#### DATA ENTRIES:
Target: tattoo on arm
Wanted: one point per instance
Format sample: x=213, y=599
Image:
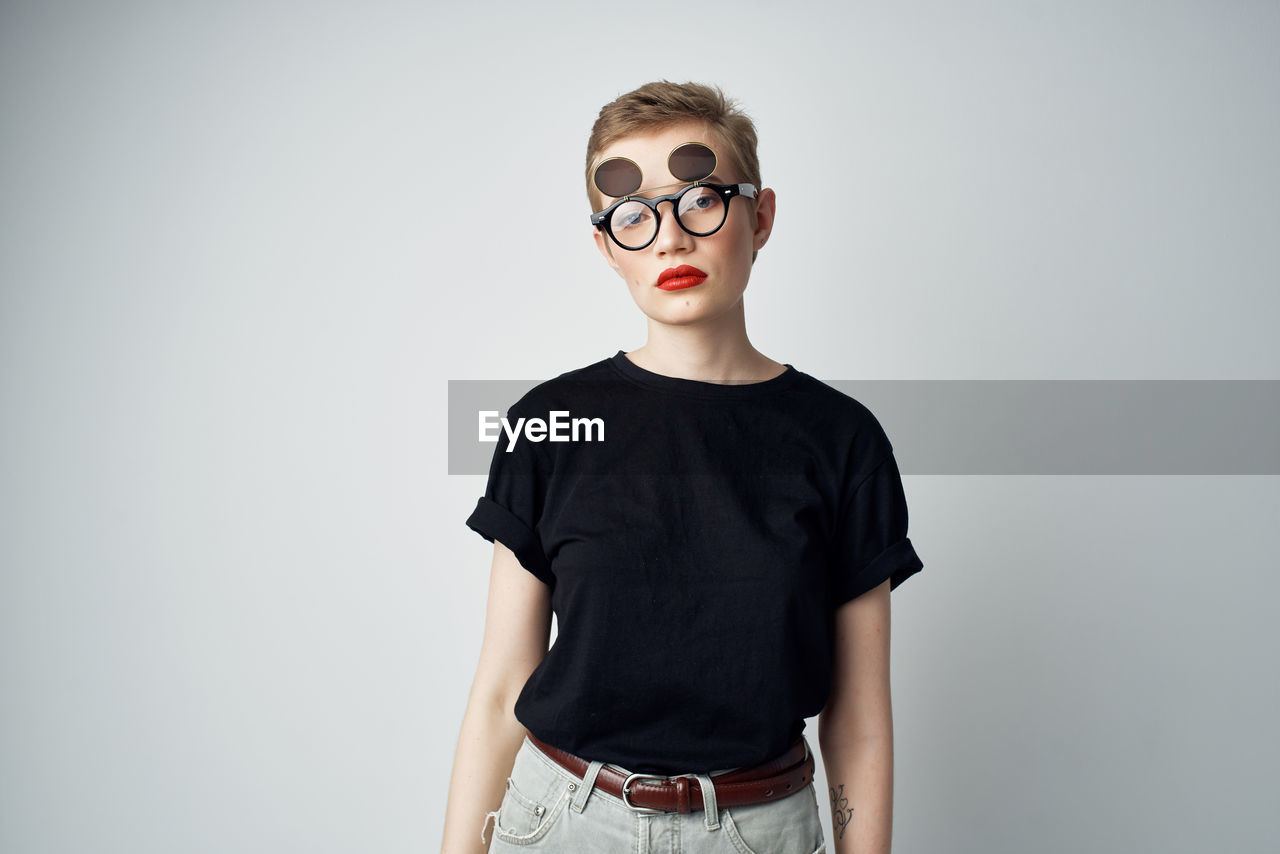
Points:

#### EXERCISE INSTRUCTIONS:
Convert every line of the items above into a Markdown table with two columns, Row and Text, numbering the rows and skipping blank lines. Leave the pictures out of the table.

#### EXERCISE SOLUTION:
| Row | Text |
|---|---|
| 1 | Target: tattoo on arm |
| 2 | Wanted: one point per instance |
| 3 | Format sample: x=213, y=599 |
| 4 | Image: |
| 5 | Points: |